> [EXERCISE DETAILS]:
Please pick up the piece on motherhood right after its last sentence and keep writing it; the data that follows it is separate.

--- EXTRACTED TEXT Enclosed Below ---

The three things no one told me about motherhood, 😀

The beauty of birth-pain:

Don’t smirk or frown at my title above. Before I had a child, the only imagery of childbirth was what I saw in movies. I had never had the experience of being part of a birth until mine. That visual representation of childbirth I knew was what the film industry or perhaps books had given me.

It was quite a mix of emotions during the last days of my pregnancy. I was both excited and anxious about what my birth experience would be. I kept asking, when I had the opportunity, a couple of mothers how their birth experiences were. Often those I asked gave me the impression it was just a push, a puff and nothing more. Some even went ahead to use adjectives such as easy, quick and painless [rolling my eyes] to describe their birth experiences.

One person who described birth-pain as I later experienced it was my mother-in-law. She said to me “This pain will make you think you will die soon and at this point when you think you will die that is the point your baby is coming”. The truth of the beauty of birth pain is that it cannot really be expressed in the way it is experienced. It is an individual experience and for me a pain I had never experienced in my life (There is nothing to really compare it to). It was beautiful, only beautiful in the end when my baby came out and was placed on my bosom. And as I write now, I have no memory of the pain, it seems to fade away.

2. Some mothers lie (papa¹) a lot

Until I became a mother I did not appreciate the level of societal pressure that mothers face. Mothers have much more societal pressure to be better persons than Fathers. A father often might receive praise for doing what a mother normally does. Mothers are not allowed to forget, for example if you forget your son’s summer-hat at home you could be a bad mother for doing that. I believe this societal pressure often leads to some mothers lying, often even about simple things like baby sleeping or breastfeeding patterns. It is also important for some mothers to be seen as super mothers or mothers of geniuses.

--- End of Enclosed EXTRACTED TEXT ---
--- INFORMATION SUPPLIED Enclosed Below ---

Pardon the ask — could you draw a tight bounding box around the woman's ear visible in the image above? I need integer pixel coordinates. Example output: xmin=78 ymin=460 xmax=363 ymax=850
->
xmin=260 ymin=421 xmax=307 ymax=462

--- End of Enclosed INFORMATION SUPPLIED ---

> [RESPONSE TO THIS EXERCISE]:
Initially, mom-stories such as how their child started walking at 7 months or slept throughout the night since they were two months or started speaking proper words at 8 months made me question myself if I did something wrong. However with time I realized it must only be two things unless these mothers are telling stories to feel good about themselves or they might really be raising very unique world-changers who will go to the moon at age 11. I have learned to sift what is helpful and move-on. Every child is different and specially unique. None should be compared.

3. Everyone is an expert but you

Forget about motherly instincts, well at least everyone forgets you have it anyway. Once you become a mother, everyone becomes an expert but you. There are the old women who want to advice you on the street on things they have seen only within 5 minutes of meeting you. People tend to think they know your baby or child’s needs more than you and you must be on a journey to NOT take good care of your offspring. Of course, all advice is well meant even when not requested for. “Why are you not doing a or b? it is what is done here.” “Why don’t you give him a pacifier?”, “Why do you dress him up so warm?” “Won’t he get cold with such clothes”? “You should talk to him more often otherwise he will not develop in speech”. An endless list.

With time I learnt to trust me, though I did read early parenting books the most useful resource of peace came from within. Listening to your baby and your instincts. Of course, everyone “needs” advice but when it comes with no empathy it is often seen as judgement. Motherly instincts as I came to realize are quite powerful and accurate when listened to and it makes one a happy mother.

Motherhood is a beautiful experience, but it comes with challenges. Challenges that cannot always be imagined. Each day has been different none like the others. I remember a stranger once told me, “the time goes so fast, learn to enjoy him because it will never come back.” That is my motherhood motto.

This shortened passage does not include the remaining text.